Exercise
Rewrite all the entries below as a two-column CSV with the header input,output and one row per entry. Put each entry's text and its answer in separate quoted fields, turn line breaks into spaces, and leave out the pictures.

Collected data:
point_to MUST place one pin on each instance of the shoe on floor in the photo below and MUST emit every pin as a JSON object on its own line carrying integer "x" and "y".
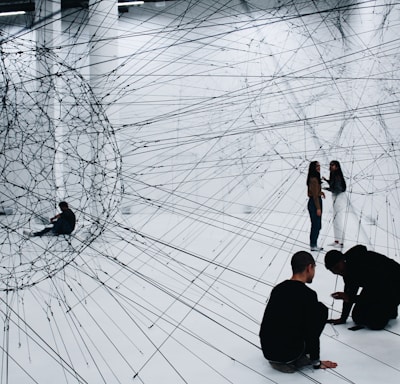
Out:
{"x": 316, "y": 248}
{"x": 283, "y": 367}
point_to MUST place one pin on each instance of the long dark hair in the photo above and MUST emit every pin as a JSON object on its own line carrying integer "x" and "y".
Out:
{"x": 312, "y": 172}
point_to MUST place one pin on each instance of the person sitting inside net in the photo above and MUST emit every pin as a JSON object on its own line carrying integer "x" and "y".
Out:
{"x": 63, "y": 223}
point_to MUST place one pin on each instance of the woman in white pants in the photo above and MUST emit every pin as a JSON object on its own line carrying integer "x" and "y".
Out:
{"x": 337, "y": 185}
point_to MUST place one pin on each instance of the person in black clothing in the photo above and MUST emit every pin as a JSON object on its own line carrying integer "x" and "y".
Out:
{"x": 379, "y": 278}
{"x": 293, "y": 320}
{"x": 314, "y": 204}
{"x": 63, "y": 223}
{"x": 337, "y": 185}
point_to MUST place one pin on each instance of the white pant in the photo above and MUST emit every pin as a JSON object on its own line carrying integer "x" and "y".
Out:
{"x": 339, "y": 209}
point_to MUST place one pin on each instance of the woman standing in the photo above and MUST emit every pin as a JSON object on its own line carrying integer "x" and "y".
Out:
{"x": 314, "y": 202}
{"x": 337, "y": 185}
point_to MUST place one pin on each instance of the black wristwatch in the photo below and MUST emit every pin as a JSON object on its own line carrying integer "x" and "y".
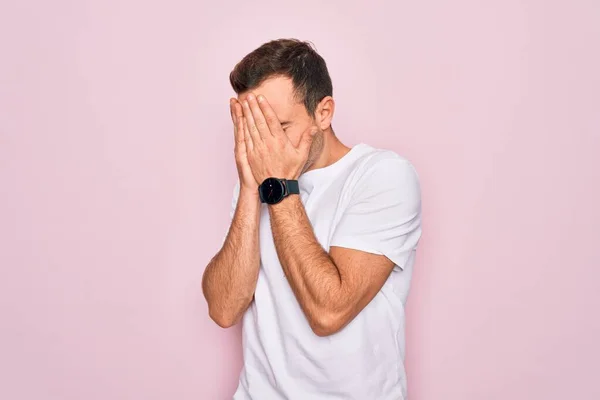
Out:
{"x": 273, "y": 190}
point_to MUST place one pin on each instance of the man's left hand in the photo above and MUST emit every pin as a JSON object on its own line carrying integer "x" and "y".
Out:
{"x": 270, "y": 151}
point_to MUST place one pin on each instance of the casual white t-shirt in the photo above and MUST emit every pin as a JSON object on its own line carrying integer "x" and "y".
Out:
{"x": 368, "y": 200}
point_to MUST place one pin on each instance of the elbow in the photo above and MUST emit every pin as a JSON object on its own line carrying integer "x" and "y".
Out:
{"x": 223, "y": 319}
{"x": 327, "y": 323}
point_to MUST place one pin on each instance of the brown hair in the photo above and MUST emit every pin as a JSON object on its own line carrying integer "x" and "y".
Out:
{"x": 292, "y": 58}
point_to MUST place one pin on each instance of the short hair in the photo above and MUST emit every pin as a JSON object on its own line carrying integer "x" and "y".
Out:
{"x": 292, "y": 58}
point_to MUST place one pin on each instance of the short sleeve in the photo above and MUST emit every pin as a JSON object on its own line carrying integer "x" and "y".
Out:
{"x": 383, "y": 215}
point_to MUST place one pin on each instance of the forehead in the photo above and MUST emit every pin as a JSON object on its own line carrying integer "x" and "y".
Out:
{"x": 279, "y": 92}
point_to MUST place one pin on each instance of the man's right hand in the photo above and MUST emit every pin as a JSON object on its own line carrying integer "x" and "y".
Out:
{"x": 247, "y": 181}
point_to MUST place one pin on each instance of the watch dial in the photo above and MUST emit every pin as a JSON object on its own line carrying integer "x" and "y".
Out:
{"x": 272, "y": 190}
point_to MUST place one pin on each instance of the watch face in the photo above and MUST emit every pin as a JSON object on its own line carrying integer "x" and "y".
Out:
{"x": 271, "y": 191}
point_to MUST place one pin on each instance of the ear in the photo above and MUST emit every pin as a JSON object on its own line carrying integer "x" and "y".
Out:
{"x": 324, "y": 113}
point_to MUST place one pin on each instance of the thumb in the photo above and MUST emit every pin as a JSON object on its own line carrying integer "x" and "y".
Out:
{"x": 306, "y": 141}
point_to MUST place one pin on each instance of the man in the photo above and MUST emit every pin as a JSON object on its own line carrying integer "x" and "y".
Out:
{"x": 319, "y": 255}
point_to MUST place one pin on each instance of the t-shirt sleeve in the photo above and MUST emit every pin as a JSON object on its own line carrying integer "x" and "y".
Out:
{"x": 383, "y": 215}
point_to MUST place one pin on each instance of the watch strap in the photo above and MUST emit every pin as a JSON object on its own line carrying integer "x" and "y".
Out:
{"x": 292, "y": 186}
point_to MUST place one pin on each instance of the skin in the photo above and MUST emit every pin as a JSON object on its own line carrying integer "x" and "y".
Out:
{"x": 278, "y": 138}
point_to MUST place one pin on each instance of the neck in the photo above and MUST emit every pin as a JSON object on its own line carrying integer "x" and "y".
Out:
{"x": 332, "y": 151}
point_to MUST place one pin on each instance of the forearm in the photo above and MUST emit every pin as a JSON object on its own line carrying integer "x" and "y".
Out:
{"x": 313, "y": 276}
{"x": 230, "y": 278}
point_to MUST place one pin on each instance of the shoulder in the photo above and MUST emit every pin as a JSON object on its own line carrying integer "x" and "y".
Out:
{"x": 382, "y": 166}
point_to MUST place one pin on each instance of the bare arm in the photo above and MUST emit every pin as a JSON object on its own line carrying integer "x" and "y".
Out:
{"x": 230, "y": 278}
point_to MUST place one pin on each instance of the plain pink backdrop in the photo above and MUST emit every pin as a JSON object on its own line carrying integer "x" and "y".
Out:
{"x": 116, "y": 171}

Response
input,output
"point_to MUST place one pin on each instance of the shoe on floor in the photo below and MUST emit every pin as a JSON object on its own line carrying integer ""x"" and ""y"". Out:","{""x"": 316, ""y"": 248} {""x"": 283, ""y"": 367}"
"point_to MUST place one pin on each instance of the long dark hair in the photo above and MUST emit every pin as a JSON object on its own line carrying integer ""x"" and ""y"". Out:","{""x"": 312, ""y"": 172}"
"point_to MUST place one pin on each instance of the person sitting inside net in the photo above and MUST emit every pin as a JSON object on its own line carrying integer ""x"" and ""y"". Out:","{""x"": 63, ""y"": 223}"
"point_to MUST place one pin on each instance of the woman in white pants in the photo above and MUST emit every pin as a JSON object on its own line carrying integer ""x"" and ""y"". Out:","{""x"": 337, ""y"": 185}"
"point_to MUST place one pin on each instance of the person in black clothing in the photo above and MUST emit every pin as a JSON object on its own line carrying integer ""x"" and ""y"". Out:","{""x"": 379, ""y"": 278} {""x"": 293, ""y"": 320} {""x"": 314, ""y"": 204} {""x"": 63, ""y"": 223} {""x"": 337, ""y"": 185}"
"point_to MUST place one pin on each instance of the white pant in the photo above and MUST emit every pin as a JSON object on its own line carrying integer ""x"" and ""y"". Out:","{""x"": 339, ""y"": 209}"
"point_to MUST place one pin on each instance of the woman standing in the photo above and MUST emit every pin as a JSON object on its own line carrying integer ""x"" and ""y"". Out:","{""x"": 314, ""y"": 202} {""x"": 337, ""y"": 185}"
"point_to MUST place one pin on each instance of the black wristwatch in the photo below and MUST emit every pin as a JSON object on its own line carrying integer ""x"" and ""y"". Out:","{""x"": 273, ""y"": 190}"
"point_to MUST place one pin on each instance of the man's left hand in the photo above and MUST emit every pin as a JSON object on its own line carrying integer ""x"" and ""y"". Out:","{""x"": 270, ""y"": 151}"
"point_to MUST place one pin on each instance of the casual white t-shirt in the photo above and MUST emit every pin as a JSON object on its own line carrying integer ""x"" and ""y"". Out:","{""x"": 368, ""y"": 200}"
"point_to MUST place one pin on each instance of the elbow in the photo above and MUST emit every pin as a JSON object on its own line carrying integer ""x"" and ""y"". Out:","{""x"": 223, ""y"": 319} {""x"": 327, ""y"": 323}"
"point_to MUST place one pin on each instance of the brown hair in the photo above and MUST emit every pin as a JSON object on its own line carrying integer ""x"" and ""y"". Out:","{""x"": 292, ""y"": 58}"
"point_to MUST place one pin on each instance of the short hair in the photo above and MUST emit every pin as a JSON object on its own line carrying integer ""x"" and ""y"". Out:","{""x"": 292, ""y"": 58}"
"point_to MUST place one pin on each instance of the short sleeve in the photo above and MUST emit every pin as a JSON object on its own line carrying integer ""x"" and ""y"". Out:","{""x"": 383, ""y"": 215}"
"point_to MUST place one pin on each instance of the forehead in the photo above and MUST emit every pin as a JSON object on its own line carrying integer ""x"" and ""y"". Out:","{""x"": 279, ""y"": 92}"
"point_to MUST place one pin on each instance of the man's right hand in the photo above and MUST emit every pin as a JSON object on its own line carrying integer ""x"" and ""y"". Out:","{""x"": 247, ""y"": 181}"
"point_to MUST place one pin on each instance of the watch dial in the photo above and MUST emit every pin as a JSON object on its own line carrying integer ""x"" and ""y"". Out:","{""x"": 272, ""y"": 190}"
"point_to MUST place one pin on each instance of the watch face in the photo above and MUST emit every pin as a JSON object on its own line carrying integer ""x"" and ""y"". Out:","{""x"": 271, ""y"": 191}"
"point_to MUST place one pin on each instance of the ear in the photo above and MUST emit every pin as a JSON object on its own line carrying integer ""x"" and ""y"". Out:","{""x"": 324, ""y"": 113}"
"point_to MUST place one pin on each instance of the thumb in the photo above and MUST emit every pin as a JSON object on its own line carrying integer ""x"" and ""y"". Out:","{""x"": 306, ""y"": 141}"
"point_to MUST place one pin on each instance of the man in the photo above and MUST emit every pin as a JSON object on its own line carrying integer ""x"" and ""y"". Out:","{""x"": 319, ""y"": 255}"
"point_to MUST place one pin on each instance of the t-shirt sleeve in the photo above and MUST emit every pin as a JSON object on its own line carrying integer ""x"" and ""y"". Out:","{""x"": 383, ""y"": 215}"
"point_to MUST place one pin on each instance of the watch strap in the photo above and MUST emit every pin as a JSON object on its own line carrying integer ""x"" and ""y"". Out:","{""x"": 292, ""y"": 186}"
"point_to MUST place one pin on each instance of the skin in the photo above and MUST emit every pin as a JSON object on its own line carrying integer ""x"" and ""y"". Out:","{""x"": 278, ""y"": 138}"
"point_to MUST place one pin on each instance of the neck in the photo above and MUST emit every pin as a JSON object on its own line carrying integer ""x"" and ""y"". Out:","{""x"": 332, ""y"": 151}"
"point_to MUST place one pin on each instance of the forearm in the photo above and MUST emit every pin as a JSON object on its own line carrying integer ""x"" and ""y"". Out:","{""x"": 313, ""y"": 276} {""x"": 230, ""y"": 278}"
"point_to MUST place one pin on each instance of the shoulder in the photo above and MUST emit every pin as a JSON object on its own line carrying integer ""x"" and ""y"". Out:","{""x"": 382, ""y"": 166}"
"point_to MUST place one pin on each instance of the bare arm in the photo above and MUST emit every pin as a JSON object on its own line carrying integer ""x"" and ""y"". Out:","{""x"": 230, ""y"": 278}"
"point_to MUST place one pin on each instance of the plain pink backdrop in the photo above and MUST emit every pin as a JSON object on its own line carrying integer ""x"" and ""y"". Out:","{""x"": 116, ""y"": 171}"